:: Dataset records ::

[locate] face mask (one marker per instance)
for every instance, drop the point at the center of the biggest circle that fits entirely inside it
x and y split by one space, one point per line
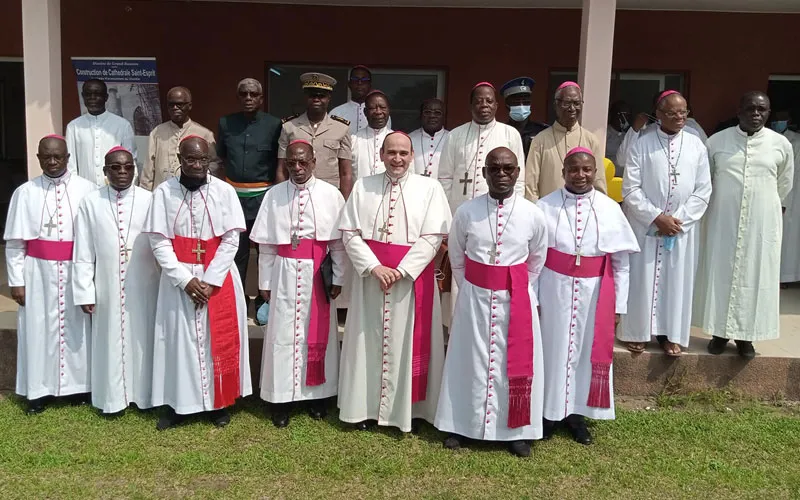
780 126
520 113
191 183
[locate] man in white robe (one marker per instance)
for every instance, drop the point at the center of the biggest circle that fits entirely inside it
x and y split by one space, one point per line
666 188
583 285
116 282
393 350
53 335
429 138
360 85
295 230
91 135
737 295
367 141
493 384
200 357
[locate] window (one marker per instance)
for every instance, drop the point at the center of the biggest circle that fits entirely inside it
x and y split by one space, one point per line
406 89
637 89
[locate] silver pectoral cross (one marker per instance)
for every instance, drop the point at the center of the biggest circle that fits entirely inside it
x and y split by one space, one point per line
50 226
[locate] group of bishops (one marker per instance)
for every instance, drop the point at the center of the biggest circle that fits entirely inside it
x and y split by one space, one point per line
136 296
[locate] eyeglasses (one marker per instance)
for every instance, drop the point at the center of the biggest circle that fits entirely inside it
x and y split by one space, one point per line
116 167
203 160
294 163
564 104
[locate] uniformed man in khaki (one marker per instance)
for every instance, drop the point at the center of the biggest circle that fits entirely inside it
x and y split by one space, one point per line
328 134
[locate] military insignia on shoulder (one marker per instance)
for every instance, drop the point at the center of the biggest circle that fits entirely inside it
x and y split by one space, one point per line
289 118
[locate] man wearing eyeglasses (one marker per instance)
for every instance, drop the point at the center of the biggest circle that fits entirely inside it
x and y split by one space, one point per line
116 284
548 149
360 85
162 152
53 336
248 150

:: Exercise ::
The lines to return are those in the material above that hold "eyeglasses".

:: Result of the exercise ::
[locate] eyeglasses (one marker per instance)
[locate] man wearing eyeglasses (one marker per instance)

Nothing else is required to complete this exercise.